Il termine «Logos» è un sostantivo greco traslitterato (riscritto) in italiano,
che significa “Parola”. Esso ricorre frequentemente nel Nuovo Testamento, non
solo per indicare la parola degli uomini, ma anche di Dio e del Signore (vedi post pubblicato Genn.
2016 Gesù Cristo è il Verbo di Dio, prologo di Gv). In verità l’espressione “Parola di Dio” o “Parola
del Signore” s’incontra spesso sia nei vangeli (vedi Matteo 15,6; Marco 7,13;
Luca 5,2; 8,11-21; 11,28, ecc.) che nei restanti scritti neotestamentari (Atti
4,31; 6,2-7; 8,14 ecc.) per indicare la «rivelazione divina» annunciata da Gesù o
contenuta nell’Antico Testamento. Il sostantivo «Logos» però è riferito a una persona divina, per indicare il Figlio
di Dio, solo negli scritti giovannei: nel quarto vangelo (Giovanni 1,1-14),
nella prima lettera di Giovanni (1Giovanni 1,1) e nell’Apocalisse (19,13).
In questi passi giovannei il
termine «Logos» si riferisce con
trasparenza al «Verbo», cioè alla seconda Persona della Trinità, ed è sinonimo di
Figlio: «In principio era il Logos e
il Logos era presso Dio e il Logos era Dio» (Giovanni 1,1). «E il Logos si è fatto carne» (1,14). «Ciò che
era fin da principio…, ossia il Logos
della vita» (Prima lett. Giovanni 1,1). «È avvolto in un mantello intriso di
sangue e il suo nome è Logos di Dio»
(Apocalisse 19,13).
In questi testi
il «Logos» indica senza equivoci il Figlio di Dio, che si è fatto uomo. Ma
perché Giovanni chiama Gesù Cristo «Logos»,
cioè «Verbo, Parola»? La risposta si trova nella prospettiva della cristologia
giovannea: presentare il Figlio di Dio come la rivelazione piena e perfetta del
Padre. Il Verbo incarnato è il rivelatore escatologico, ossia la parola ultima
e perfetta di Dio all’umanità.

**ATTIVITÀ DA SVOLGERE**
- A) Riproduca fedelmente la parte del brano sul termine «Logos» che si apre con le parole contenenti "(Apocalisse 19,13)." e si chiude con "di Dio all’umanità.".
- B) Individui tutte le righe delle voci riportate qui sotto in cui compare la parola "plank" e le trascriva per intero.

**VOCI**
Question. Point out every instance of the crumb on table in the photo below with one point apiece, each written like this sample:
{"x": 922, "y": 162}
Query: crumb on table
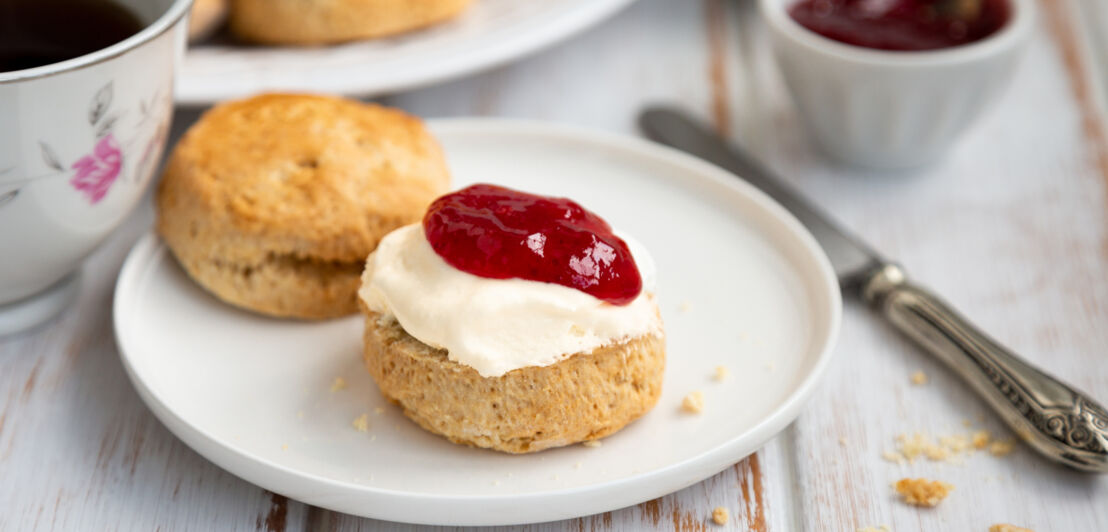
{"x": 693, "y": 402}
{"x": 361, "y": 423}
{"x": 922, "y": 492}
{"x": 1007, "y": 528}
{"x": 1001, "y": 448}
{"x": 981, "y": 439}
{"x": 720, "y": 515}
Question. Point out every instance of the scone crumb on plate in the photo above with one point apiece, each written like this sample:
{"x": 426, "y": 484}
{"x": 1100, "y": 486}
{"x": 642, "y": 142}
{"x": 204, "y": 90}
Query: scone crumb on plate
{"x": 720, "y": 515}
{"x": 1001, "y": 448}
{"x": 693, "y": 402}
{"x": 1007, "y": 528}
{"x": 922, "y": 492}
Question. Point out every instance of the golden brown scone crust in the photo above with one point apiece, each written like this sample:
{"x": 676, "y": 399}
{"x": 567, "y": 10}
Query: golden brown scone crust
{"x": 585, "y": 397}
{"x": 206, "y": 17}
{"x": 330, "y": 21}
{"x": 274, "y": 203}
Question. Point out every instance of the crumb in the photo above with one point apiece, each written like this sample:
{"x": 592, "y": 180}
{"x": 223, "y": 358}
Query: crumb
{"x": 955, "y": 443}
{"x": 720, "y": 515}
{"x": 361, "y": 423}
{"x": 894, "y": 457}
{"x": 1007, "y": 528}
{"x": 981, "y": 439}
{"x": 922, "y": 492}
{"x": 693, "y": 402}
{"x": 1001, "y": 448}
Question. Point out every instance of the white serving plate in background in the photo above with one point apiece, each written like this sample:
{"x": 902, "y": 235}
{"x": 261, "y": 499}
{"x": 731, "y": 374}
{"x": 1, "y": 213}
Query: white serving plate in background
{"x": 489, "y": 33}
{"x": 740, "y": 284}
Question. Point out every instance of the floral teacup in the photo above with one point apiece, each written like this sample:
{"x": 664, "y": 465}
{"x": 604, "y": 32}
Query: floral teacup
{"x": 79, "y": 143}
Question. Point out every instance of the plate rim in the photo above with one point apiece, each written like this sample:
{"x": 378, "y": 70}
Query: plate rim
{"x": 665, "y": 480}
{"x": 571, "y": 23}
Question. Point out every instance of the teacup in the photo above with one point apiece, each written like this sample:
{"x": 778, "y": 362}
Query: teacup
{"x": 80, "y": 141}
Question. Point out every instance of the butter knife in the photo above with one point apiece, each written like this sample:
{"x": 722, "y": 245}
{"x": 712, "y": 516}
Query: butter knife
{"x": 1060, "y": 422}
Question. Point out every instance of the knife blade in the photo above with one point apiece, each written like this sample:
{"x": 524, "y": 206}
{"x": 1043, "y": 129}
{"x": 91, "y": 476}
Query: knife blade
{"x": 1060, "y": 422}
{"x": 850, "y": 257}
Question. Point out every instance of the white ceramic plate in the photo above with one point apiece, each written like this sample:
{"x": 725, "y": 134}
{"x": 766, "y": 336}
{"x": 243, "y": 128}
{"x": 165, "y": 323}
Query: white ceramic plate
{"x": 740, "y": 284}
{"x": 491, "y": 32}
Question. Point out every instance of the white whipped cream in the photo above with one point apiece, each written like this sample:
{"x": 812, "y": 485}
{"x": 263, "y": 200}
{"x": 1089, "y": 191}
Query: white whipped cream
{"x": 495, "y": 326}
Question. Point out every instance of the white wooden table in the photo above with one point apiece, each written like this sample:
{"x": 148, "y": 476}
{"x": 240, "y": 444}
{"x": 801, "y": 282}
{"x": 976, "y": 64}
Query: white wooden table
{"x": 1011, "y": 227}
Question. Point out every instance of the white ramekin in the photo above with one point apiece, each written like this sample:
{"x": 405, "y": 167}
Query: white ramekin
{"x": 892, "y": 110}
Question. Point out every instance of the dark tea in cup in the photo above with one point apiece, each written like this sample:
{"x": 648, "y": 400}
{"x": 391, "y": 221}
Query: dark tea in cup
{"x": 40, "y": 32}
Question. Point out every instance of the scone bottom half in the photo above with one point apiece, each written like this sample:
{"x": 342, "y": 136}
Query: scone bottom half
{"x": 584, "y": 397}
{"x": 273, "y": 203}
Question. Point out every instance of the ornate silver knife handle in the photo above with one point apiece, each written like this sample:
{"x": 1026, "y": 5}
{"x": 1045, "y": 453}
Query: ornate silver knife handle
{"x": 1059, "y": 421}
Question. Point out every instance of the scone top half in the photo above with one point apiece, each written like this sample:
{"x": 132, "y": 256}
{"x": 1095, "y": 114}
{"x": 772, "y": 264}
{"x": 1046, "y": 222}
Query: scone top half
{"x": 473, "y": 341}
{"x": 273, "y": 203}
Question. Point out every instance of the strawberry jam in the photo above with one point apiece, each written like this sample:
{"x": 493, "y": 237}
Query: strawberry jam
{"x": 902, "y": 24}
{"x": 499, "y": 233}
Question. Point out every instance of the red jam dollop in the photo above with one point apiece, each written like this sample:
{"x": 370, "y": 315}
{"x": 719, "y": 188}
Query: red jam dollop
{"x": 902, "y": 24}
{"x": 499, "y": 233}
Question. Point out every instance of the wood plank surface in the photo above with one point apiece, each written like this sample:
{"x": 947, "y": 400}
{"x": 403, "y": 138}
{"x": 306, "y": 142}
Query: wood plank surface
{"x": 1011, "y": 227}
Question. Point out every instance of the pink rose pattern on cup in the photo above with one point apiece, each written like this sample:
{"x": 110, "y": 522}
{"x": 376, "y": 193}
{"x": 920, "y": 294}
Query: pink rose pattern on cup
{"x": 101, "y": 166}
{"x": 98, "y": 171}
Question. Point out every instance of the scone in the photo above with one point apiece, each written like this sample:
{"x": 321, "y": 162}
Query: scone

**RISPOSTE ALLE ATTIVITÀ**
- A)
(Apocalisse 19,13).
In questi testi
il «Logos» indica senza equivoci il Figlio di Dio, che si è fatto uomo. Ma
perché Giovanni chiama Gesù Cristo «Logos»,
cioè «Verbo, Parola»? La risposta si trova nella prospettiva della cristologia
giovannea: presentare il Figlio di Dio come la rivelazione piena e perfetta del
Padre. Il Verbo incarnato è il rivelatore escatologico, ossia la parola ultima
e perfetta di Dio all’umanità.

- B)
Question. Point out every instance of the wood plank surface in the photo above with one point apiece, each written like this sample:
Query: wood plank surface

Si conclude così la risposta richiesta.